WHAT YOU HAVE TO DO:
Rewrite every line of the records below as a JSON array of strings, one string per line, leaving out blank lines.

BEGIN

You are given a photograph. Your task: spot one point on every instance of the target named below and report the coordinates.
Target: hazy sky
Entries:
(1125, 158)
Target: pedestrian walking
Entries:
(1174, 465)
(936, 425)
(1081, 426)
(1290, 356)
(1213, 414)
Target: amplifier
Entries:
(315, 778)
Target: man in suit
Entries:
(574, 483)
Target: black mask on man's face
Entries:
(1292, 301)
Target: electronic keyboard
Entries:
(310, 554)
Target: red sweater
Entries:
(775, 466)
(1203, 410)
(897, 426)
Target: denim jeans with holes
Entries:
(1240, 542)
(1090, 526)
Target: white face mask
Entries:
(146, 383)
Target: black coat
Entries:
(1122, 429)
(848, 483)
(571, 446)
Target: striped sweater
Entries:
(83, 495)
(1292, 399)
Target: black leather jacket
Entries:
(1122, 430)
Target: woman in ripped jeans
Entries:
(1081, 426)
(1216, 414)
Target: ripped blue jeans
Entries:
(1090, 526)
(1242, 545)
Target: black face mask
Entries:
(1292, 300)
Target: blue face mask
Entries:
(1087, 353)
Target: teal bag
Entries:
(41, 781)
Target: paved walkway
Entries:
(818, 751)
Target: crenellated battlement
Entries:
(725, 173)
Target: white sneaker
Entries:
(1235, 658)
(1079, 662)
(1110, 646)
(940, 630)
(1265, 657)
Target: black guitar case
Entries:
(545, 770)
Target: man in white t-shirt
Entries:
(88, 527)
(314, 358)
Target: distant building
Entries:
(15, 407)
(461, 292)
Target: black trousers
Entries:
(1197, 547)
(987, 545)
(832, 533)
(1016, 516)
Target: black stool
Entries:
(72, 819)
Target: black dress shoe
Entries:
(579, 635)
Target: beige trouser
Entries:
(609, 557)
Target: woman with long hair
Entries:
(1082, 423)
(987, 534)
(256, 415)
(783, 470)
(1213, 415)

END

OUTPUT BELOW:
[
  "You are given a photograph. Your task: spot one point on every instance of the target named below and report the coordinates.",
  "Target: hazy sky",
  "Entries:",
  "(1125, 158)",
  "Target: pedestrian walking",
  "Entries:",
  "(1174, 465)",
  "(936, 425)",
  "(1081, 426)",
  "(1290, 356)",
  "(1213, 414)",
  "Target: amplifier",
  "Entries:",
  "(315, 778)",
  "Target: man in suit",
  "Entries:",
  "(574, 483)",
  "Target: black mask on man's face",
  "Entries:",
  "(1292, 301)",
  "Target: electronic keyboard",
  "Entries:",
  "(310, 554)",
  "Target: red sweater",
  "Entries:",
  "(775, 466)",
  "(1203, 410)",
  "(897, 426)",
  "Target: denim jeans with holes",
  "Entries:",
  "(1240, 542)",
  "(1090, 526)",
  "Target: white face mask",
  "Entries:",
  "(146, 383)",
  "Target: black coat",
  "Entries:",
  "(1122, 429)",
  "(848, 483)",
  "(571, 446)",
  "Target: striped sweater",
  "Entries:",
  "(83, 495)",
  "(1292, 399)",
  "Target: black leather jacket",
  "Entries:",
  "(1122, 430)",
  "Target: woman in ripped jeans",
  "Entries:",
  "(1081, 426)",
  "(1216, 414)",
  "Target: ripped blue jeans",
  "Entries:",
  "(1090, 526)",
  "(1242, 545)",
  "Target: black face mask",
  "Entries:",
  "(1292, 300)",
  "Target: blue face mask",
  "Entries:",
  "(1087, 353)",
  "Target: teal bag",
  "Entries:",
  "(41, 781)",
  "Target: paved walkway",
  "Entries:",
  "(818, 751)",
  "Target: crenellated battlement",
  "Entries:",
  "(725, 173)",
  "Target: white sneaker",
  "Entries:",
  "(1235, 658)",
  "(1079, 662)",
  "(1110, 646)",
  "(940, 630)",
  "(1265, 657)",
  "Target: black guitar case",
  "Entries:",
  "(545, 770)",
  "Target: man in white t-shirt",
  "Entries:",
  "(88, 527)",
  "(314, 358)",
  "Target: distant building",
  "Entries:",
  "(15, 407)",
  "(461, 292)",
  "Target: black trousers",
  "Entries:",
  "(1197, 547)",
  "(987, 545)",
  "(832, 533)",
  "(1016, 516)",
  "Target: black stool",
  "Entries:",
  "(72, 819)",
  "Target: black dress shoe",
  "Entries:",
  "(579, 635)",
  "Target: beige trouser",
  "Entries:",
  "(609, 557)",
  "Target: woman with long hair",
  "Entries:",
  "(1082, 423)",
  "(987, 534)",
  "(256, 415)",
  "(783, 470)",
  "(1213, 415)"
]